::: EXTRAIT DU DOCUMENT

HISTORIQUE
Les seigneurs de Puissalicon, du 12e siècle à la Révolution
Plusieurs seigneurs portant le nom de Puissalicon sont mentionnés aux XIe et XIIe siècles : Raymond Pons à la fin du XIe siècle, Pierre en 1114, Imbert de Puissalicon en 1149, Pierre Déodat de Puissalicon entre 1164 et 1176, Bernard en 1199, Guillaume en 1210 et 1228, un autre Pierre en 1247 et enfin un autre Imbert entre 1248 et 12611.
Dans le troisième quart du XIIIe siècle, la seigneurie entre dans les mains de la puissante famille de Boussagues par suite du mariage de Garsinde, fille d’Imbert, avec Aymeri de Boussagues2. A partir de cette date, le château n'est plus habité que de façon épisodique par des familles qui ne voient en Puissalicon qu'une seigneurie secondaire de leur patrimoine nobiliaire.
Au bas Moyen Âge, la seigneurie passe des mains d’Aymeri de Boussagues à son fils Guillaume, à son petit-fils Déodat puis à son arrière-petit-fils Pierre3. La mort de ce dernier en 1348, sans enfants, complique la succession4. L’héritage de Pierre de Boussagues est finalement partagé en deux parties par acte du 12 avril 1368 : le fief de Boussagues revint à Marquèze de Vailhauquès tandis que Josionde de Sauveterre reste en possession des terres de Puissalicon. Quelques semaines plus tard, le 22 mai 1368, Nicolas de la Jugie acquiert la baronnie de Puissalicon5. L’acte rapporte la vente du fortalicium avec tous les édifices, tours et défenses qui en dépendent, toutes les juridictions et tous les biens meubles et immeubles que Josionde possède dans le districtus de Puissalicon pour la somme de 5920 francs. Il est ensuite reconnu qu'outre ces biens, Josionde ratifie la vente d'un hospicium contigu au fortalicium du lieu pour le prix de 40 francs. Nicolas de la Jugie meurt sans postérité en 1374, sa sœur Hélix de la Jugie hérite de tous ses biens, dont la seigneurie de Puissalicon6.
La parenthèse de la Jugie est de courte durée, puisque Josionde de Sauveterre réapparaît dans les archives communales dès 13847. Celle-ci épouse en secondes noces Nicolas de Lettes, dans la famille duquel elle apporte la seigneurie de Puissalicon. Leur descendant Antoine de Lettes épouse le 6 décembre 1488 Blanche des Prez de Montpezat, issue d’une puissante famille originaire du Quercy. De leur union naîtra Jean de Lettes, évêque de Béziers, et Antoine de Lettes – qui prendra le nom et les armes de la famille de sa mère en 1539 suite à la mort de son oncle Jean des Prez de Montpezat - nommé Lieutenant général du Languedoc en 1542 puis Maréchal de France en 1543.

::::::
::: ENTRÉES FOURNIES

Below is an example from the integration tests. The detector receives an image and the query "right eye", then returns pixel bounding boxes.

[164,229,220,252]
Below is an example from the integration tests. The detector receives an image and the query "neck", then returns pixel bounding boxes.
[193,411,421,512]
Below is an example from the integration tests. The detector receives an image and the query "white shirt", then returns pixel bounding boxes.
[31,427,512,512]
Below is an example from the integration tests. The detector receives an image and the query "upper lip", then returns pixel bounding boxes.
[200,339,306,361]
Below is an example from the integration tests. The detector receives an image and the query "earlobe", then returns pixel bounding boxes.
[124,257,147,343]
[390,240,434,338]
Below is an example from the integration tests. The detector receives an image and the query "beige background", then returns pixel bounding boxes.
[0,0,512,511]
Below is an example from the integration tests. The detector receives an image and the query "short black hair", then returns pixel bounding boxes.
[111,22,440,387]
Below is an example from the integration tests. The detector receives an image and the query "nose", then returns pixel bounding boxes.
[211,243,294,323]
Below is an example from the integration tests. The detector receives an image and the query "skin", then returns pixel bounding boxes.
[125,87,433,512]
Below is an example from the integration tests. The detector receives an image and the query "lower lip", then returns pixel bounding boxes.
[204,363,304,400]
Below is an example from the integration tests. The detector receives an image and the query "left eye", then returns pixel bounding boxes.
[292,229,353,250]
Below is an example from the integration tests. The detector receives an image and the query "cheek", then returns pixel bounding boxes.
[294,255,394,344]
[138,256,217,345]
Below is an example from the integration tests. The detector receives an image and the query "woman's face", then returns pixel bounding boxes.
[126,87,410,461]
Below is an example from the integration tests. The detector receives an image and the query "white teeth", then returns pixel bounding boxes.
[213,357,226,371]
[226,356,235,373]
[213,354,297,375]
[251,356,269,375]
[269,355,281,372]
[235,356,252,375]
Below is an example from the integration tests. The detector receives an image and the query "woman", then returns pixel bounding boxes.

::::::

## LISTE DES TÂCHES
a) D'après l'historique des seigneurs de Puissalicon, pourquoi le château n'est-il plus habité que de façon épisodique après son passage à la famille de Boussagues ? Répondez en une à trois phrases.
b) Énumérez, dans l'ordre, les membres de la famille de Boussagues qui détiennent successivement la seigneurie de Puissalicon selon l'historique des seigneurs de Puissalicon.
c) Selon l'historique des seigneurs de Puissalicon, pour quelle somme Nicolas de la Jugie acquiert-il la baronnie le 22 mai 1368 ?
Seul l'historique des seigneurs de Puissalicon doit servir de source.

## RÉSULTATS PAR TÂCHE
a) Les familles qui le possèdent ne considèrent Puissalicon que comme une seigneurie secondaire de leur patrimoine nobiliaire.

b) Aymeri de Boussagues, son fils Guillaume, son petit-fils Déodat, son arrière-petit-fils Pierre.

c) 5920 francs.